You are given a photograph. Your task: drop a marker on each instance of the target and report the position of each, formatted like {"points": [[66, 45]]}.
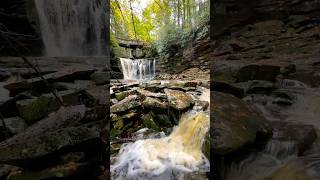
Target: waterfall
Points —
{"points": [[167, 157], [138, 69], [73, 27]]}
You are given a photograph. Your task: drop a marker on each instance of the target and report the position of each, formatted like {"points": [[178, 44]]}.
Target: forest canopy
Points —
{"points": [[156, 20]]}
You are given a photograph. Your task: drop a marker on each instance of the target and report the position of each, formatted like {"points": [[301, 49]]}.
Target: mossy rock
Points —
{"points": [[128, 103], [121, 95], [118, 124], [32, 110], [149, 122]]}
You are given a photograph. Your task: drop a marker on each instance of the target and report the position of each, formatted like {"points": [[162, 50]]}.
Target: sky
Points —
{"points": [[139, 5]]}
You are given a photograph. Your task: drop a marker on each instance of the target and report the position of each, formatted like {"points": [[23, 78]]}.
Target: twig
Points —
{"points": [[44, 80], [122, 140]]}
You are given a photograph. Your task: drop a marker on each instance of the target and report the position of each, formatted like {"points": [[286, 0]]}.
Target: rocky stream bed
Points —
{"points": [[46, 135]]}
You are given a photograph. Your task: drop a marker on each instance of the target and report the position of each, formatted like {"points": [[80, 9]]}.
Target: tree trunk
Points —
{"points": [[178, 13], [134, 27]]}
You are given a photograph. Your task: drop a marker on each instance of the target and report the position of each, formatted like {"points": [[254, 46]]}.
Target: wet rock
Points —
{"points": [[121, 95], [60, 130], [14, 125], [5, 170], [69, 170], [32, 110], [77, 85], [4, 94], [288, 69], [149, 122], [256, 86], [294, 170], [9, 107], [129, 102], [100, 78], [227, 88], [99, 94], [128, 115], [4, 75], [151, 94], [180, 84], [178, 99], [68, 74], [257, 72], [301, 135], [237, 45], [34, 150], [235, 124], [163, 119], [154, 103], [202, 104]]}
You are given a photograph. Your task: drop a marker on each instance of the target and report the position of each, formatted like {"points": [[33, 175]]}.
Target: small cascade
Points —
{"points": [[73, 27], [138, 69], [167, 157]]}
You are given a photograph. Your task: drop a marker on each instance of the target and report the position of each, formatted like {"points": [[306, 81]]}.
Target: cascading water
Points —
{"points": [[281, 159], [73, 27], [138, 69], [168, 157]]}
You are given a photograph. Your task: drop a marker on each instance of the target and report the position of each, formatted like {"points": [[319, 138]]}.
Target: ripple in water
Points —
{"points": [[166, 158]]}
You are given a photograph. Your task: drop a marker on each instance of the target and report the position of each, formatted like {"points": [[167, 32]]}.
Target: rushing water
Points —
{"points": [[168, 157], [73, 27], [138, 69], [280, 159]]}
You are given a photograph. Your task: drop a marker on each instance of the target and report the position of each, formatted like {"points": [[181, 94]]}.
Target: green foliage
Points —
{"points": [[163, 23]]}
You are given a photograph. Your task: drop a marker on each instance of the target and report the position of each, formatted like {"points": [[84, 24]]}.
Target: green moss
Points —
{"points": [[148, 121], [121, 95], [36, 110]]}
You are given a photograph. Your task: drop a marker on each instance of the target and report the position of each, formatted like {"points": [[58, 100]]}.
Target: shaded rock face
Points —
{"points": [[43, 138], [20, 17], [156, 105], [229, 13], [265, 52], [178, 99], [235, 124]]}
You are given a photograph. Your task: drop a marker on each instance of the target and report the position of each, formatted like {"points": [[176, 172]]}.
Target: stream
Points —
{"points": [[177, 154], [280, 158]]}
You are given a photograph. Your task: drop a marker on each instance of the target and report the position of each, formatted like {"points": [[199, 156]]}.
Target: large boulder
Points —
{"points": [[43, 141], [67, 74], [178, 99], [154, 103], [257, 72], [300, 135], [32, 110], [235, 124], [129, 102]]}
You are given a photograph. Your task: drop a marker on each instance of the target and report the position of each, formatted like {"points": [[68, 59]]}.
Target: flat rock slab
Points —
{"points": [[128, 103], [61, 130], [68, 74], [178, 99], [235, 124]]}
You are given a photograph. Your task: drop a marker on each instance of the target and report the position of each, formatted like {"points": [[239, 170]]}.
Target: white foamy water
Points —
{"points": [[73, 27], [165, 158], [138, 69]]}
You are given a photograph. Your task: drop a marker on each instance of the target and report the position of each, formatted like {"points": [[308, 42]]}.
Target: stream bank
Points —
{"points": [[40, 137], [149, 111], [265, 58]]}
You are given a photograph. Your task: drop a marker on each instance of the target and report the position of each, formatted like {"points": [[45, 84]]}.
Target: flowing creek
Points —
{"points": [[177, 155], [138, 69], [281, 159], [72, 27]]}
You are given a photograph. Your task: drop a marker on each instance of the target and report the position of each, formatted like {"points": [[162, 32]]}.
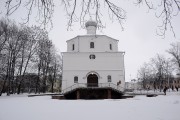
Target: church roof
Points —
{"points": [[79, 36]]}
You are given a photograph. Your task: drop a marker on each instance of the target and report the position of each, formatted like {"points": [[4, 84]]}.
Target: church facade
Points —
{"points": [[93, 61]]}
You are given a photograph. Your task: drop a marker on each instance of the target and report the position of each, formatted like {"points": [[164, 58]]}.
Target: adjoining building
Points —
{"points": [[92, 66]]}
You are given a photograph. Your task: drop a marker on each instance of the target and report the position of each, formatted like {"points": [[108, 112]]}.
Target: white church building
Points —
{"points": [[93, 61]]}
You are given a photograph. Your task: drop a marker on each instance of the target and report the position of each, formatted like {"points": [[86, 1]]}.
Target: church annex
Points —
{"points": [[93, 67]]}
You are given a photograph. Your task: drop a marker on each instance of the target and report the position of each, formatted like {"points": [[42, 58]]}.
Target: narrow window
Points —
{"points": [[72, 46], [76, 79], [92, 56], [109, 78], [110, 46], [91, 44]]}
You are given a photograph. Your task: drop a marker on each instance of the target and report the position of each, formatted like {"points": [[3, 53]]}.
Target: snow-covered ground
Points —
{"points": [[44, 108]]}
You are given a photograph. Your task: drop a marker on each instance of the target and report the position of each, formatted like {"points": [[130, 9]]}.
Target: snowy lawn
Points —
{"points": [[137, 108]]}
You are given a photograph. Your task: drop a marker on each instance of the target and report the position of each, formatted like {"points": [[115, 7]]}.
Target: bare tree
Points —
{"points": [[174, 51], [82, 10], [166, 10]]}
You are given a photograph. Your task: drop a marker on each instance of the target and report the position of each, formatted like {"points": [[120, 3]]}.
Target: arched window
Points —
{"points": [[76, 79], [91, 44], [110, 46], [92, 56], [73, 47], [109, 78]]}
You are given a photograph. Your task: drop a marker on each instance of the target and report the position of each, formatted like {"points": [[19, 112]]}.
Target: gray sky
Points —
{"points": [[139, 39]]}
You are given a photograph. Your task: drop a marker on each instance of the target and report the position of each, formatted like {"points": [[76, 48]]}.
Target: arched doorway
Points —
{"points": [[92, 80]]}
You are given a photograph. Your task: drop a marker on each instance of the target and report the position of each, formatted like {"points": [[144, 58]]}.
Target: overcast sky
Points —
{"points": [[139, 39]]}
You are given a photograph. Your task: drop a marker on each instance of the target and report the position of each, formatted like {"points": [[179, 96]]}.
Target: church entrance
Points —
{"points": [[92, 80]]}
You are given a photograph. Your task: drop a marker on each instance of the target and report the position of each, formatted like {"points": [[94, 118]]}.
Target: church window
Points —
{"points": [[92, 56], [109, 78], [72, 46], [76, 79], [91, 44], [110, 46]]}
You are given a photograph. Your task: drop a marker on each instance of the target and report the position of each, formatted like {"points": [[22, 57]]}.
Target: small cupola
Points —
{"points": [[91, 27]]}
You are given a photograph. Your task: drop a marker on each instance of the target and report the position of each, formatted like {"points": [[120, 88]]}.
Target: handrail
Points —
{"points": [[93, 85]]}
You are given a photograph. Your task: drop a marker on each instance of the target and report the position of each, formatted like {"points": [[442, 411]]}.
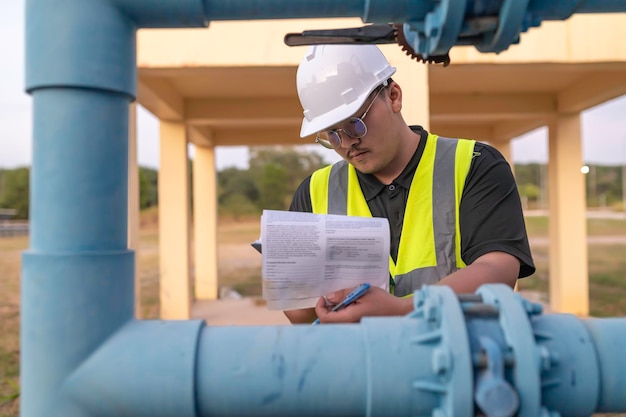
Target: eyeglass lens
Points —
{"points": [[354, 127]]}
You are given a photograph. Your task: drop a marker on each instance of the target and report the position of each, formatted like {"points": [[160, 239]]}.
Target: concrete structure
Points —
{"points": [[217, 88]]}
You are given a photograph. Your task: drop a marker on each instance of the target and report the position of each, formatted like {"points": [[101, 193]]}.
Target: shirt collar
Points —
{"points": [[370, 185]]}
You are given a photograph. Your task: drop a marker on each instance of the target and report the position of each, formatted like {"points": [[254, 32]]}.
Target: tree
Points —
{"points": [[273, 186], [148, 187], [15, 184]]}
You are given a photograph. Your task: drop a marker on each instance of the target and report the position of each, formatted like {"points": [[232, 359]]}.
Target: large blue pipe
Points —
{"points": [[82, 352]]}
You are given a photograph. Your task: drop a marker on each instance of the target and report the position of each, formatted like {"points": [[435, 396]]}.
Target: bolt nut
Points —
{"points": [[441, 361]]}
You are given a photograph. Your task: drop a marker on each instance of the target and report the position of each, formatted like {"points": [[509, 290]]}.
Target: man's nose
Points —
{"points": [[348, 141]]}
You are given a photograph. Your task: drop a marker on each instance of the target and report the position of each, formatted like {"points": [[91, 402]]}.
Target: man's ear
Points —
{"points": [[395, 94]]}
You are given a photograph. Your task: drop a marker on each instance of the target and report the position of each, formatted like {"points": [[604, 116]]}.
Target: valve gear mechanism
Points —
{"points": [[370, 34]]}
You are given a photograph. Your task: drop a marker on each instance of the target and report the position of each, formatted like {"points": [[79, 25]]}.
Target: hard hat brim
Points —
{"points": [[329, 119]]}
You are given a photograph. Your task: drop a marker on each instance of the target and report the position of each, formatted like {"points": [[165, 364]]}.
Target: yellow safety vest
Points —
{"points": [[430, 243]]}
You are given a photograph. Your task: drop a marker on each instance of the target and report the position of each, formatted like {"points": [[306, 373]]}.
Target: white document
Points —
{"points": [[306, 256]]}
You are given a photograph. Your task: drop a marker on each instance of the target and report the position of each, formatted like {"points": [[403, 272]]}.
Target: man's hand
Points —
{"points": [[375, 302], [301, 316]]}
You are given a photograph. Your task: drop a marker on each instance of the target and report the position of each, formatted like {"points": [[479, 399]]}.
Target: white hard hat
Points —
{"points": [[334, 81]]}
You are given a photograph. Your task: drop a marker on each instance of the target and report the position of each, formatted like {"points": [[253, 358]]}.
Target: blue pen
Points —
{"points": [[350, 298]]}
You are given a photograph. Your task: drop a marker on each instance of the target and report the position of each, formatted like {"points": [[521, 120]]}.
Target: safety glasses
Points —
{"points": [[354, 127]]}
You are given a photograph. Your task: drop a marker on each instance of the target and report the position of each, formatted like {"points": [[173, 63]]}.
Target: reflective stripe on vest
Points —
{"points": [[431, 216]]}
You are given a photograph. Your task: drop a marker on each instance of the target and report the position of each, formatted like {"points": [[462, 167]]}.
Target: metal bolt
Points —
{"points": [[441, 361], [438, 412]]}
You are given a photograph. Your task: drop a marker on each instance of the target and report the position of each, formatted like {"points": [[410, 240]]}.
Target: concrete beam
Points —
{"points": [[591, 91], [459, 107], [200, 135], [255, 136], [508, 130], [160, 98], [482, 132], [243, 112]]}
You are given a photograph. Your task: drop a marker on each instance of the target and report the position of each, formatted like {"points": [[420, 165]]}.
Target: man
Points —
{"points": [[453, 206]]}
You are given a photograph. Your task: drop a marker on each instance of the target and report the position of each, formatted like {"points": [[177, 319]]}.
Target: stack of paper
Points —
{"points": [[308, 255]]}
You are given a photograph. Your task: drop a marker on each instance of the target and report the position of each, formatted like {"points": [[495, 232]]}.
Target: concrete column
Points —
{"points": [[504, 147], [569, 281], [413, 79], [205, 223], [175, 288], [133, 200]]}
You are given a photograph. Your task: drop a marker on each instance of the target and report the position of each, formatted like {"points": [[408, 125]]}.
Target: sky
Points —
{"points": [[603, 127]]}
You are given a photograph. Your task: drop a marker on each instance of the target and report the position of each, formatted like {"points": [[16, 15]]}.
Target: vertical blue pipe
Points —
{"points": [[77, 278]]}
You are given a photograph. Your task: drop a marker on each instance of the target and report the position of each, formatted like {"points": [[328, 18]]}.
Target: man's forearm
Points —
{"points": [[494, 267]]}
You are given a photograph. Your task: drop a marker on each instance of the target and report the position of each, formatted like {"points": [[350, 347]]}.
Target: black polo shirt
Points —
{"points": [[490, 215]]}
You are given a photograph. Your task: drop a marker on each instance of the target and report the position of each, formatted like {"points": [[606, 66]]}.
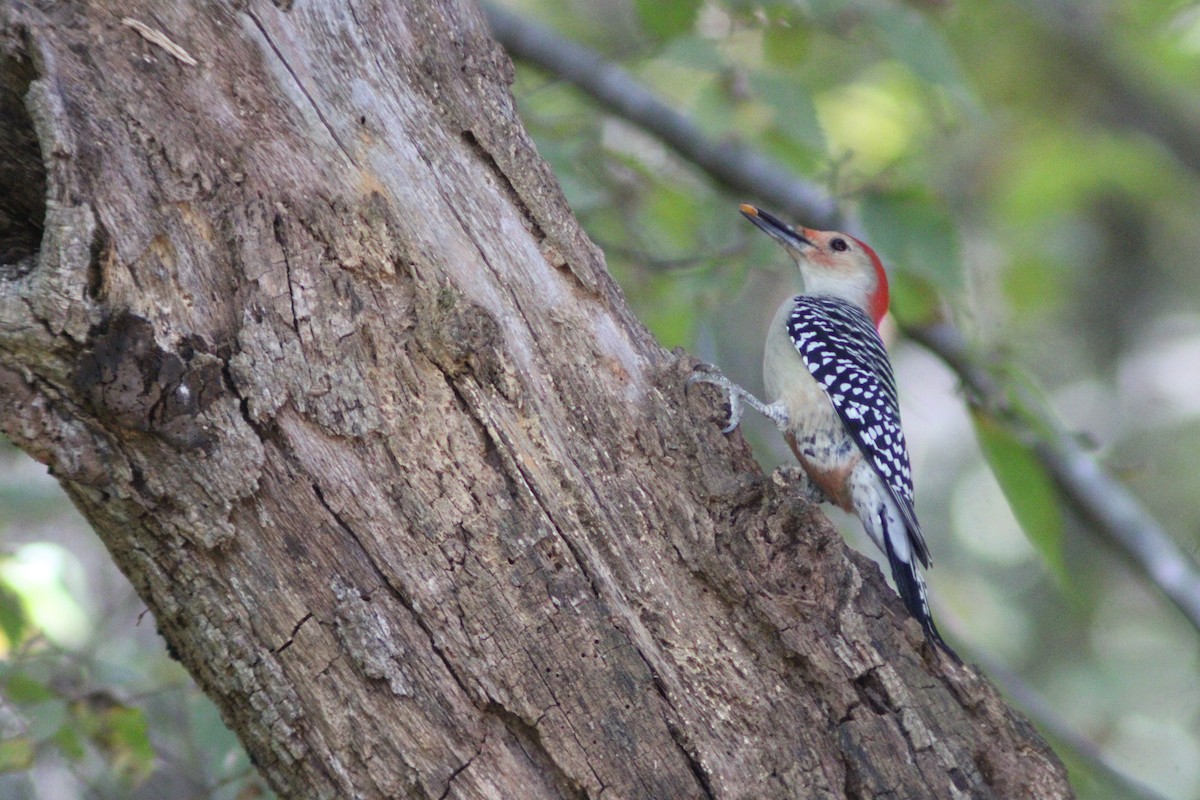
....
**Exercise goal:** From the entries above, pull out every line that contains the word "concrete" and copy each one in full.

**Solution below:**
Target: concrete structure
Target: concrete beam
Target: concrete column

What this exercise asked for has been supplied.